Problem -
Return all of the material exactly; no line may be dropped.

Input for this task -
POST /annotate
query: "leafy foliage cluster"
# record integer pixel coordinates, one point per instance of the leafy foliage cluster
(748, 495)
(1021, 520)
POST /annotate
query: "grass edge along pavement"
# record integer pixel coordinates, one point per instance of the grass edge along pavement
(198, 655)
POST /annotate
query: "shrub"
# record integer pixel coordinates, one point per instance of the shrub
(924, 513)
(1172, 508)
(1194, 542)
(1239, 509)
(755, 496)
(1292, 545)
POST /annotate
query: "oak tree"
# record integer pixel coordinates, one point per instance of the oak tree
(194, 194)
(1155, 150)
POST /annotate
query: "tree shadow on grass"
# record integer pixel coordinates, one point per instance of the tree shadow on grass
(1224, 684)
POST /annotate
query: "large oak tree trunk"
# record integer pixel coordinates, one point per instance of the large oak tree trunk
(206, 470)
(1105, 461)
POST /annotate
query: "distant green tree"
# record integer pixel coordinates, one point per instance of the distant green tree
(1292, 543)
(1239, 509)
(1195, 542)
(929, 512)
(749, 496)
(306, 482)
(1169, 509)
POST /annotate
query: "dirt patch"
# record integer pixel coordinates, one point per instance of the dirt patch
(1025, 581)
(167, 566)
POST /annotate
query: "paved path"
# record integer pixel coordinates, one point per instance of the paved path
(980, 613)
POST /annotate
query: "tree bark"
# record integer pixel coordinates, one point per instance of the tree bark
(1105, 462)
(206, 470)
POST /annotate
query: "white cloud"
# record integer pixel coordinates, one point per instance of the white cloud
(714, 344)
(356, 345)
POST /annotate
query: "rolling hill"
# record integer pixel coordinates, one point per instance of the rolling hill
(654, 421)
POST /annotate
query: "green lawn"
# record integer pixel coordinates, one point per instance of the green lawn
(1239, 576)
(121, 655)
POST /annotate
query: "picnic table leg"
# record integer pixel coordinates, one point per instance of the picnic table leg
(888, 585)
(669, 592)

Final answer -
POST /annotate
query: "leafy foliage cluster"
# record integer pixel coordinates, one point per instance of the leafy foliage cluster
(748, 495)
(1021, 520)
POST /annotate
query: "grass edge along pavement"
# record integer pixel coordinates, one point per instance of the grass edge along pavement
(198, 655)
POST /annotate
query: "shrub"
# record integer pixel coordinates, one point per instance of the shrub
(924, 513)
(1172, 508)
(1194, 542)
(1239, 509)
(755, 496)
(1292, 545)
POST /annotate
query: "oak tree"
# record integer pixel coordinates, one point per instance of the oak tree
(194, 194)
(1155, 150)
POST /annotate
query: "tree shadow on grass"
# record integer pixel coordinates, one point per instance of the tree shadow on grass
(1224, 684)
POST /annotate
query: "large oak tree trunk"
# record integer pixel coordinates, one point per instance of the large oak tree trunk
(206, 470)
(1105, 461)
POST /annotate
query: "distant green tree"
# record integer pixel coordinates, one point per instance of the distant green tree
(1292, 543)
(1239, 509)
(1195, 542)
(929, 512)
(749, 496)
(306, 482)
(1169, 509)
POST /annotate
query: "dirt patch"
# record integer pixel coordinates, one point per instance of the dirt patch
(1025, 581)
(167, 566)
POST /annotate
query: "paved path"
# record integer pixel coordinates, one point per instance of the paved path
(980, 613)
POST /annotate
query: "tree bark"
# record integer pixel coordinates, one point per instance of the tree bark
(1105, 462)
(206, 470)
POST /annotate
query: "white cloud"
# record integer pixel coordinates, one point per instance of the white cloud
(714, 344)
(356, 345)
POST /annotate
query: "rolling hill"
# record integer pixel coordinates, one point per instance of the rolling hill
(654, 421)
POST /annotate
query: "green lawn"
# record integer pixel coordinates, one point per instance of the green lawn
(1239, 576)
(121, 655)
POST /annotate
query: "picnic table leg"
# record integer pixel coordinates, one point per instance of the picnic table leg
(888, 585)
(669, 592)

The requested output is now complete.